• **DIRECTIONS**
Write the listing out once more, with every line exactly as it stands.

______________________________

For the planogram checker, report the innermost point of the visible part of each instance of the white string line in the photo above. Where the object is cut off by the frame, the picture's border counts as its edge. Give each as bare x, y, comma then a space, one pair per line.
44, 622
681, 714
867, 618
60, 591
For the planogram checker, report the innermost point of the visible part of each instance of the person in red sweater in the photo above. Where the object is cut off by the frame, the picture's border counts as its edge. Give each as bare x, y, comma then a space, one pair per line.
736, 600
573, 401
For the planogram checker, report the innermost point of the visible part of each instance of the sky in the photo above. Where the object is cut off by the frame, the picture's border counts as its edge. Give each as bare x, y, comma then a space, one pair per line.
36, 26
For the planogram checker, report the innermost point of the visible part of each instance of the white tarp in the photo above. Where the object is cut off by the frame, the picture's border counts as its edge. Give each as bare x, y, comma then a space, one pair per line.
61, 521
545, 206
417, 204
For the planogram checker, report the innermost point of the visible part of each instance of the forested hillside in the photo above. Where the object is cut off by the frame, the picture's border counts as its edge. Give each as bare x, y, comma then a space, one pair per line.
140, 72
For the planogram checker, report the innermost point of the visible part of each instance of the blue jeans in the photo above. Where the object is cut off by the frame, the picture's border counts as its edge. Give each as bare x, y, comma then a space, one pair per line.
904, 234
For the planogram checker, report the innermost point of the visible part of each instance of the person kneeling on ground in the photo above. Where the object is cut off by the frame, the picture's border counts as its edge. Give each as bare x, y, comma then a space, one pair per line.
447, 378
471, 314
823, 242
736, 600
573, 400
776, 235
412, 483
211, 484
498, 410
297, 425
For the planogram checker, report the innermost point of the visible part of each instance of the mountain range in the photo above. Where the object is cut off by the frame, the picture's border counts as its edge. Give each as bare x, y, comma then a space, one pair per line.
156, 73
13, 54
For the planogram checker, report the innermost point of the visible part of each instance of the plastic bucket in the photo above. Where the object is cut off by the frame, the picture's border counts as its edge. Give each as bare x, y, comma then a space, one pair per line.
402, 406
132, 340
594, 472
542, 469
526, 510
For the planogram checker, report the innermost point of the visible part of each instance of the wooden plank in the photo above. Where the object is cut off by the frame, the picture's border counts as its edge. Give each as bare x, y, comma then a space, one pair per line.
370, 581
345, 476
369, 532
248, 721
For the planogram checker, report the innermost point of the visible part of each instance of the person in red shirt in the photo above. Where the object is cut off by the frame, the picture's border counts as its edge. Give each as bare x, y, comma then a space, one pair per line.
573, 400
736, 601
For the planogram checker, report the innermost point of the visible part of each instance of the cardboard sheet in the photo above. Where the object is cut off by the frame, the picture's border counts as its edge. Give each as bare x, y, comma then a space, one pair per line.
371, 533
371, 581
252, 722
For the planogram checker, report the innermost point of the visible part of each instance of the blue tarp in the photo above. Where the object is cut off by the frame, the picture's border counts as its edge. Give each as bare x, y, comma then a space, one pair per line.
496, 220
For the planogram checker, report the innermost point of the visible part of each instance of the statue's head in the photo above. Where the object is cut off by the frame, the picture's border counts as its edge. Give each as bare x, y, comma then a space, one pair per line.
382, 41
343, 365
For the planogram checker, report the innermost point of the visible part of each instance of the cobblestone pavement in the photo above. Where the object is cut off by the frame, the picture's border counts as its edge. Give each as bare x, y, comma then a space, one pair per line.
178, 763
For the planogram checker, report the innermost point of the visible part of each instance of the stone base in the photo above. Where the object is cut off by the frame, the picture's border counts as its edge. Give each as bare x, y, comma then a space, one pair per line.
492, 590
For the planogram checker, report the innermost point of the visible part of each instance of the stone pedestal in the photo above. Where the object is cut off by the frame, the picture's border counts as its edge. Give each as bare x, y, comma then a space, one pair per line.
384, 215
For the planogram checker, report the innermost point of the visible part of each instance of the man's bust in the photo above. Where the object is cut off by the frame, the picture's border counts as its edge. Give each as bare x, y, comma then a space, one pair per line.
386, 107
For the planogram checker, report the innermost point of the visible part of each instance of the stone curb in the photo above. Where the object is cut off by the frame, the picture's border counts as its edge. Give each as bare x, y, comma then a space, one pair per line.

______________________________

• **SOLUTION FOR THIS TASK**
For the planogram checker, report the innermost point of the visible part of each instance of the white string line in the photo above. Where the object is cut off by the frame, the picture's border counts as its edge. Give each as bare x, y, comma then a space, one pair per line.
44, 622
681, 714
867, 618
60, 591
For the planogram checker, report the innermost point of the visible part of each instance of the person in red sweater in the photo above. Where the object is cut off by the frame, the picture's border counts as its edge. Give each as bare x, y, comma then a space, one pair per line.
736, 600
573, 401
For the planogram checker, report the innermost point of the visible part of each instance of the sky in the photo above. Where the object is cut off by the frame, the picture's border counts as its edge. Give each as bare x, y, comma then a space, one pair per line.
36, 26
For the planogram checker, report the innermost point of the visible part of each instance of the white tarp in the photo above. Where the object is cut off by the frame, the picture's border counts as its edge. Give each as bare x, y, comma then a space, one pair per line.
61, 521
545, 206
417, 204
For the planogram checker, report the innermost point of the visible part of each instance of the forested hillside in the photo above. Where the object is cut off by the frame, the picture's border counts as its edge. Give each as bare x, y, comma then a space, one pair per line.
140, 72
For the planogram checker, report the innermost point of the visible part of each instance of the blue jeans in the photo above. Where the object is cut off by the frame, the picture's border counts as its edge. Give each as bare x, y, comma then a space, one pair per line.
904, 234
For the planogram checker, report the innermost point of the visible part of each instance of the person kneeling on ground in the photo above. Where the object is cut off by the frame, the picture's border counts as its edge. Give each as bare x, y, comma then a space, one pair per line.
447, 378
471, 314
823, 242
736, 600
573, 400
776, 235
412, 483
211, 484
498, 410
297, 425
For the planogram checker, report the innermost point of the visible part of each instance of the mountain range in the photo above. Where the object is cut off by the frame, the picture's border counts as its edge. Give each as bare x, y, comma then a space, one pair per line.
156, 73
13, 54
For the planogram checker, report the innermost point of the visible part of each instance of the plastic bucket in the photo above. Where the object is cut off by the frame, the picture's border counts as its edge. Give each as bare x, y, comma then a space, one pair per line.
402, 406
132, 340
594, 472
542, 469
526, 510
For the planogram checker, report the innermost point of the visible part of each instance of the wooden plank in the photo above. Where the object is cut off by the frame, the picture's border counts as its edge. Give each as bare x, y, comma then a space, one pair per line.
370, 581
345, 476
369, 532
248, 721
For the planogram checker, report the innermost point of the visible part of each instance of the person in red shirt in the photo above. Where the object is cut off by the frame, the picture's border counts as its edge. Give each as bare x, y, comma then a space, one pair per line.
573, 400
736, 601
For the planogram checker, report the innermost point of the visible part of each instance of the cardboard sheet in the photo above. Where the object is cut off by the frame, the picture's border counts as its edge. Give each as bare x, y, comma then a space, one pair per line.
371, 533
371, 581
252, 722
For the planogram checker, report the innermost point of the visible part of each instance of the blue tarp in the photo above. Where the object is cut off by the frame, the picture's border counts as its edge. Give each as bare x, y, comma then a space, one pair per line.
496, 220
For the planogram checker, report the innermost point of the visible part of each instance of the statue's head in the photo above. Where the object is cut off by the frame, the picture's border counts as its edge. Give each as bare x, y, comma then a space, one pair per line.
382, 41
343, 365
For the planogram checker, report the innermost point of the visible part of each instance of the cobblestone pavement in the photo above. Where the object is cut off by the frame, the picture's border counts as its edge. Give each as bare x, y, comma then a space, one pair per line.
178, 763
For the planogram checker, report the innermost point of the visible part of each instance of the stone base in the photo above. Where the object is cut off by the frame, the picture's border counts as its edge. Give each as bare x, y, comma then a space, one pair per line.
492, 590
For the planogram checker, report the innermost point of the visible part of each instance of the stone pedestal in the photo above. Where the object is cut off by the frame, the picture's border counts as its edge. Give each as bare x, y, comma then a space, one pair per line.
384, 215
For the planogram checker, report the innermost point of the visible part of each instance of the man's bust in the photo above. Where the object is cut off by the frame, the picture's border counts as its edge. Give each as bare x, y, comma then a space, one pair per line.
386, 107
For the planogram checker, report the innermost point of the visible part of each instance of the stone curb in the photo above. Where the object is cut off by the frame, the picture's border counts as its edge. Give each as bare x, y, comma then a space, one pair per line.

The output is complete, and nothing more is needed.